┏━━
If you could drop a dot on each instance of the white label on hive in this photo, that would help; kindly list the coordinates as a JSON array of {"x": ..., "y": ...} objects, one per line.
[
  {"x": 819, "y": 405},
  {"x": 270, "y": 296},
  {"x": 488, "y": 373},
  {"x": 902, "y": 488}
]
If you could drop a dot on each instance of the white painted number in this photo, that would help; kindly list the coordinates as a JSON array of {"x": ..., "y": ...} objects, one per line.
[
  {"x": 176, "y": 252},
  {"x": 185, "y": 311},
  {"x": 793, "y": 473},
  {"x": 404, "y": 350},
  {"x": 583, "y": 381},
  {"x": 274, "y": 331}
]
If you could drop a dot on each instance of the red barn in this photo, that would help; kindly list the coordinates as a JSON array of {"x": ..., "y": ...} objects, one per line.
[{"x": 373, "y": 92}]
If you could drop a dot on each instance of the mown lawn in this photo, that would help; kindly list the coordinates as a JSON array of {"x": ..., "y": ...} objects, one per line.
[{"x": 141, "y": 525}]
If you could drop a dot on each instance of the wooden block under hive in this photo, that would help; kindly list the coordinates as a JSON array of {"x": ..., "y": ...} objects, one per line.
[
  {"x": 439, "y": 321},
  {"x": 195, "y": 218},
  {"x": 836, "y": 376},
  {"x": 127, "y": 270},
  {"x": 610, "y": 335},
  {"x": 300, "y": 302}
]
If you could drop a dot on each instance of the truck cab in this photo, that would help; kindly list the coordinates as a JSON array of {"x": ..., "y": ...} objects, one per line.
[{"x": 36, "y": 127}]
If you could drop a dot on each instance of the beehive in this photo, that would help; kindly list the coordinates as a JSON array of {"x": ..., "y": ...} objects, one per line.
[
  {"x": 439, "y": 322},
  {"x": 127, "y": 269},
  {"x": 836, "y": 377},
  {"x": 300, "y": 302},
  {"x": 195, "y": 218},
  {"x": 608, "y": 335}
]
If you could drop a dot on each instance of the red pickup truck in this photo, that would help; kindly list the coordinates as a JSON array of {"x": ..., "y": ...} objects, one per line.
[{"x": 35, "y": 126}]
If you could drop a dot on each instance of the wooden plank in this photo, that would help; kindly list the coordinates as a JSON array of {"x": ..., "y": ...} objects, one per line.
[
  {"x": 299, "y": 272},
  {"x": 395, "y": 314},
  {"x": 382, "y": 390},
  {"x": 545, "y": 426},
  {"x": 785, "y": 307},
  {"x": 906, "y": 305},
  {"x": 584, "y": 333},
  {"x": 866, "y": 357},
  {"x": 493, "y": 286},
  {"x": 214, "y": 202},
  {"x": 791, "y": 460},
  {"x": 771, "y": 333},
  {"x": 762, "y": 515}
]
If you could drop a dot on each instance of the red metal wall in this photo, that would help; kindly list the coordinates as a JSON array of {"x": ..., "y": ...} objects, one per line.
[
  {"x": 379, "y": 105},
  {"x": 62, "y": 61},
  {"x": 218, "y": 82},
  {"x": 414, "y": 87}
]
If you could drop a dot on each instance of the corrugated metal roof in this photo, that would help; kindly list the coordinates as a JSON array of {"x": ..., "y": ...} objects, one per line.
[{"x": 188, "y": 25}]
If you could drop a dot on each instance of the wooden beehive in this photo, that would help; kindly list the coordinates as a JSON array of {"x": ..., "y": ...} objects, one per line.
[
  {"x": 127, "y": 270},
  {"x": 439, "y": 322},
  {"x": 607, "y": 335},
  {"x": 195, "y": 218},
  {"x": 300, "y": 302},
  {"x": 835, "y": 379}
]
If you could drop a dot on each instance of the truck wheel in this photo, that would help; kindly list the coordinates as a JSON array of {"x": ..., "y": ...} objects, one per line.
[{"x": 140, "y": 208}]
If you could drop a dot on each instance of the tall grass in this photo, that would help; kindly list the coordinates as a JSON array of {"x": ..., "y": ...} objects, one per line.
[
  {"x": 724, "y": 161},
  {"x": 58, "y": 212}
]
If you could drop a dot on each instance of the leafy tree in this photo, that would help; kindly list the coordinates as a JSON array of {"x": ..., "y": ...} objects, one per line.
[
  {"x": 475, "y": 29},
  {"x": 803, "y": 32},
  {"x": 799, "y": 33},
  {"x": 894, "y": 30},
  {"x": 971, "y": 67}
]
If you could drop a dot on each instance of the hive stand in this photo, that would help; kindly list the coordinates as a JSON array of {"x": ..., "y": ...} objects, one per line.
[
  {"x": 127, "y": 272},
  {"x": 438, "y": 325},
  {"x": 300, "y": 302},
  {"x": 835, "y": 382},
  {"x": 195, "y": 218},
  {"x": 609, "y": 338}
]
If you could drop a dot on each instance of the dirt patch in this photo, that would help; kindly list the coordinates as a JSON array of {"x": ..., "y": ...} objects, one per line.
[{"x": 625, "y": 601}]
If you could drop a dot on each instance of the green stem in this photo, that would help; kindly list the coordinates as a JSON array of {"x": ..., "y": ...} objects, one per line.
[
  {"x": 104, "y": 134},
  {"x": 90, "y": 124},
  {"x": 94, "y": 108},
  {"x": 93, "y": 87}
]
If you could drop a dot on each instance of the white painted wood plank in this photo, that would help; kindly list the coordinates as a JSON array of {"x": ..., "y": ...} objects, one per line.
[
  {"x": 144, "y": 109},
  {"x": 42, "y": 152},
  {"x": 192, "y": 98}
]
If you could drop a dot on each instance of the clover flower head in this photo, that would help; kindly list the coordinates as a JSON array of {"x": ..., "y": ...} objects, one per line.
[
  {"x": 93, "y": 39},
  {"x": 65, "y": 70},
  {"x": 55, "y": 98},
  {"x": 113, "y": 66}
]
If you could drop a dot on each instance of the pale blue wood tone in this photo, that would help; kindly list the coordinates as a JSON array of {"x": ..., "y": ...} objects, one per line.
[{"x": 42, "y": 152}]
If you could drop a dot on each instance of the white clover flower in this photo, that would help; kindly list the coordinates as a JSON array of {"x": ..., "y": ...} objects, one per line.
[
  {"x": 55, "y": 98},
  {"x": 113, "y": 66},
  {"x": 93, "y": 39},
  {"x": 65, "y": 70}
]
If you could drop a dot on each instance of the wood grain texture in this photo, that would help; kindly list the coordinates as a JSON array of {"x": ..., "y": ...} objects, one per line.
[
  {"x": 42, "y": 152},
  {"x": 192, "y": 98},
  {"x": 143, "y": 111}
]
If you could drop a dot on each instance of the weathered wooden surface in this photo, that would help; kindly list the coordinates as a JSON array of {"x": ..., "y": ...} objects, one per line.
┗━━
Written problem
Begin at the line that contains "the white clover" and stop after the last line of the records. Write those lines out again, requests included, and increase every coordinate in the answers by 95.

Exercise solution
If you could drop a dot on each instance of the white clover flower in this photo, that would help; kindly list the coordinates as a JSON array of {"x": ..., "y": ...} objects, one per line.
[
  {"x": 150, "y": 193},
  {"x": 208, "y": 161},
  {"x": 188, "y": 134},
  {"x": 160, "y": 165}
]
If you could drop a dot on each instance of the wood grain texture in this photo, that would help; kindly list the coordinates as a JSON array of {"x": ..., "y": ...} objects, one per line.
[
  {"x": 137, "y": 247},
  {"x": 287, "y": 193},
  {"x": 238, "y": 206}
]
If you could drop a dot on each instance of the weathered wooden surface in this photo, that would help; kindly list the coordinates as a JSON array of {"x": ..., "y": ...} objects, one per line.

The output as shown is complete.